### Required work
Can you echo back every row from the one containing "of the blue" down to the one containing "of the pink", both ends included, with nothing changed?

### Data in this exercise
···

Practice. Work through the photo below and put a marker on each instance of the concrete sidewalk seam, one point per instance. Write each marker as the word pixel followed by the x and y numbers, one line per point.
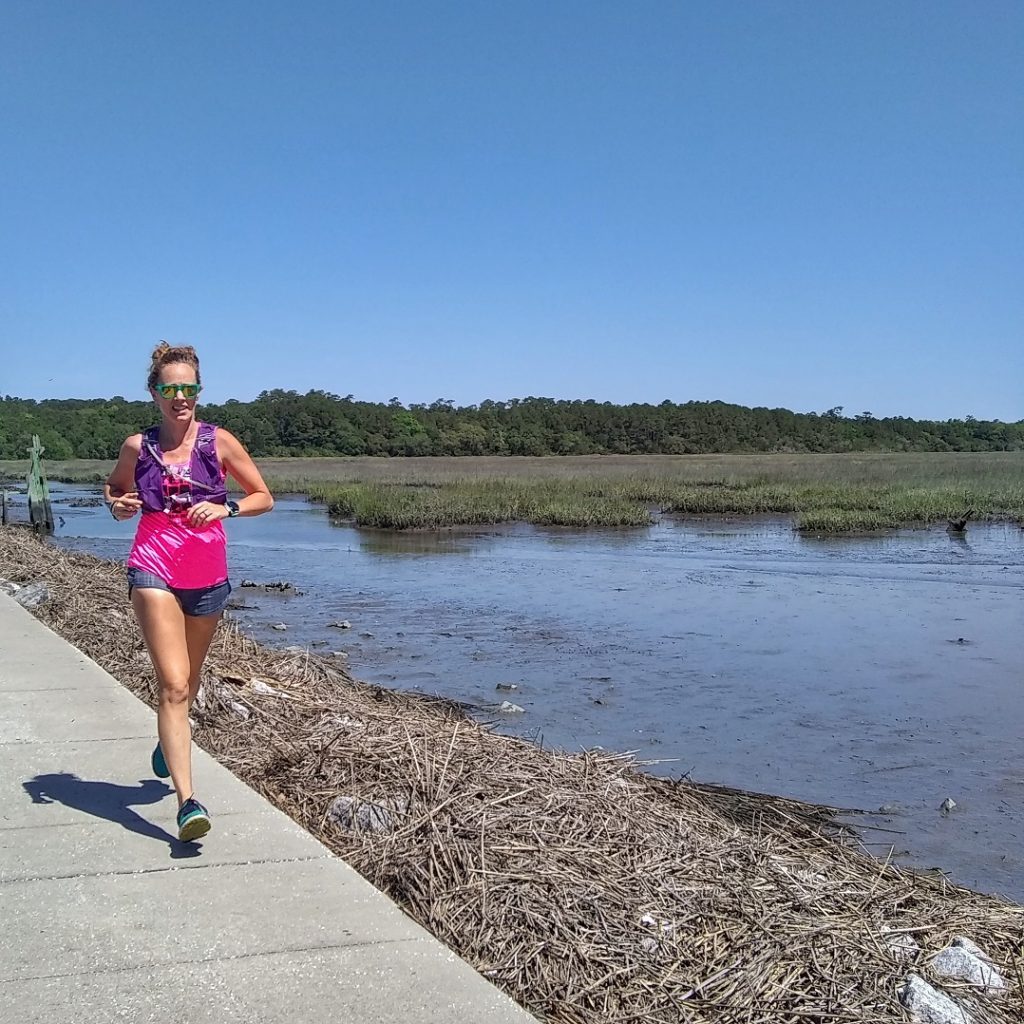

···

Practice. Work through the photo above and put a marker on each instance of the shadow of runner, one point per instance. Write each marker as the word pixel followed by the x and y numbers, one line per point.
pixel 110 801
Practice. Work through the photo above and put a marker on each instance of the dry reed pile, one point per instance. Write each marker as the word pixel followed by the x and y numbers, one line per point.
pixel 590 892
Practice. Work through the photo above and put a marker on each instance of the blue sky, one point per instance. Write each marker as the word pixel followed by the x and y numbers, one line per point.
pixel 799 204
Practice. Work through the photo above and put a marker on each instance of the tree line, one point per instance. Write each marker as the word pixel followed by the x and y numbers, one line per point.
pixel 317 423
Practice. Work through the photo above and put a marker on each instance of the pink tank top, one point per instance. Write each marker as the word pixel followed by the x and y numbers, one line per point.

···

### Completed task
Practice. Work through the photo above and put a marker on each instance of the blue sky, one point per instance. Write each marker as the word pixel followed by the x and y numbers, one line per point.
pixel 799 204
Practice. Work through the photo above and put a marker on each instance of the tree line, one point per instance. Write each marker as the word pixel followed by the x and y numbers, one line per point.
pixel 317 423
Practice. Work through the photo above and put a marker on each instance of the pink tank top, one point per instance. Write each marker as the word pixel followed by the x and y numbers, one line per point.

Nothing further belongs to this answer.